* _Task instructions_
1) Write out the passage of the Bess Marcus profile starting with "She also made" and going on through "rankings in 2019.".
2) Answer these questions using the Bess Marcus profile:
(a) At which university did she earn her Ph.D. in clinical psychology?
(b) What was the name of the strategic plan the School created under her leadership?
(c) The largest grant in the history of Brown University went toward developing what?
3) Proceed with the Bess Marcus profile, picking up after its final sentence.

Bess Marcus


Bess H. Marcus, PhD served as the second dean of the Brown University School of Public Health from 2017-2020, succeeding inaugural dean Terrie Fox Wetle. In 2020, she returned to a full-time teaching and research role as Professor of Behavioral and Social Sciences.

Under her leadership, the School created a comprehensive and inclusive strategic plan, Advancing Well-Being for All, that positioned the School to fulfill its mission, vision, and values by impacting urgent health challenges, improving health equity, and optimizing the health outcomes of future generations.

She led the expansion of the School’s research portfolio as it rose to the number six ranking among public health schools in National Institutes of Health funding. Some of the other signature research achievements during her tenure included the appointment the School’s inaugural Associate Dean for Research, a new catalyst grant program to inspire innovative interdisciplinary projects, expansion of the Mindfulness Center, and the School receiving the largest grant in the history of Brown University to develop the IMPACT Collaboratory.

Dr. Marcus helped the School establish a large and diverse community of supporters and team of community partners, including strong relationships with the Rhode Island Department of Health, an actively engaged Advisory Council and Community Advisory Board, and a network of proud and energized alumni.

She also made it a priority to enhance the School’s profile and impact through an increased number of events and co-sponsorships with groups including other Brown schools and departments, news media outlets, and local nonprofit organizations. One of her key initiatives was to grow the School’s suite of programming to celebrate National Public Health Week, which includes the annual Barnes Lecture, panel presentations, community wellness offerings, and the flagship Public Health Research Day.

The School’s accomplishments under Dr. Marcus culminated in a ranking among the top 10% of schools and programs of public health by US News & World Report the first year it was eligible for the rankings in 2019.

Dr. Marcus first arrived at Brown as a postdoctoral scholar in 1988 after earning her master’s degree and Ph.D. in clinical psychology at Auburn University. After five years as an assistant professor, she became an associate professor of psychiatry and human behavior in 1995 and then a full professor in 2000. In 2004, she became director of the Centers for Behavioral and Preventive Medicine at the Miriam Hospital, an affiliated hospital partner for Brown. In 2007, Marcus joined the faculty of Brown’s Department of Community Health and remained on the faculty when the department became the School of Public Health in 2013.

* _Exercise data_
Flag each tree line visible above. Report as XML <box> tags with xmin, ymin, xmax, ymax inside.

* _Response list_
1)
She also made it a priority to enhance the School’s profile and impact through an increased number of events and co-sponsorships with groups including other Brown schools and departments, news media outlets, and local nonprofit organizations. One of her key initiatives was to grow the School’s suite of programming to celebrate National Public Health Week, which includes the annual Barnes Lecture, panel presentations, community wellness offerings, and the flagship Public Health Research Day.

The School’s accomplishments under Dr. Marcus culminated in a ranking among the top 10% of schools and programs of public health by US News & World Report the first year it was eligible for the rankings in 2019.

2)
(a) Auburn University
(b) Advancing Well-Being for All
(c) The IMPACT Collaboratory

3)
When the opportunity arose in 2011 for Marcus to become chair of the Department of Family Medicine and Public Health at the University of California San Diego, she remained an adjunct professor at Brown to facilitate ongoing collaborations with Brown researchers. UCSD appointed Marcus as the School of Medicine’s inaugural senior associate dean for public health in 2014.

In that role, she created the Institute for Public Health, promoted public health research and education activities across campus, and supervised the medical school’s public health degree offerings. She oversaw the establishment of a bachelor of science in public health, the first undergraduate degree offered by the School of Medicine, a doctoral degree program in biostatistics, and a master of public health program.

For more than 30 years, Dr. Marcus has conducted research on physical activity behavior, and she has published more than 275 articles on this topic. Throughout her career, she has supervised, mentored and advised scores of students and taught hundreds more. Dr. Marcus developed a series of assessments for understanding the stages and processes of exercise behavior change, and has also developed interventions to promote moderate-intensity physical activity in community, workplace, and primary care settings.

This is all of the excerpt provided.